OBJECTIVE: Copy the rows below word for word, keeping every line in its original order.

==========

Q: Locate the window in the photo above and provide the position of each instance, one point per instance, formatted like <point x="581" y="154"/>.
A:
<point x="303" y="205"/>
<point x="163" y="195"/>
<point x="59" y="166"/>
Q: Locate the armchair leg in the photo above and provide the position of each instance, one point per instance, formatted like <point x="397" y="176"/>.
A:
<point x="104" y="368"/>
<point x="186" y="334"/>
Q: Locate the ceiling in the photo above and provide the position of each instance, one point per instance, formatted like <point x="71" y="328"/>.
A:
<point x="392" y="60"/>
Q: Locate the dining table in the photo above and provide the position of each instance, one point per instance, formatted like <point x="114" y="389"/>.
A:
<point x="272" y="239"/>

==========

OUTPUT OF THE EXERCISE:
Q: Locate the window in the photo above and provide the position of each instance, one point per instance, formatted like <point x="581" y="154"/>.
A:
<point x="303" y="205"/>
<point x="163" y="195"/>
<point x="59" y="166"/>
Q: Locate the armchair leg in the photo above and provide the position of each instance, one point per instance, formatted like <point x="397" y="176"/>.
A:
<point x="104" y="368"/>
<point x="186" y="334"/>
Q: Locate the ceiling in the photo above and provide the position of each instance, one point per instance, formatted like <point x="71" y="328"/>.
A:
<point x="392" y="60"/>
Q: Locate the dining table in the photo above and provide the position of each instance, one point per instance, formatted like <point x="114" y="389"/>.
A:
<point x="272" y="239"/>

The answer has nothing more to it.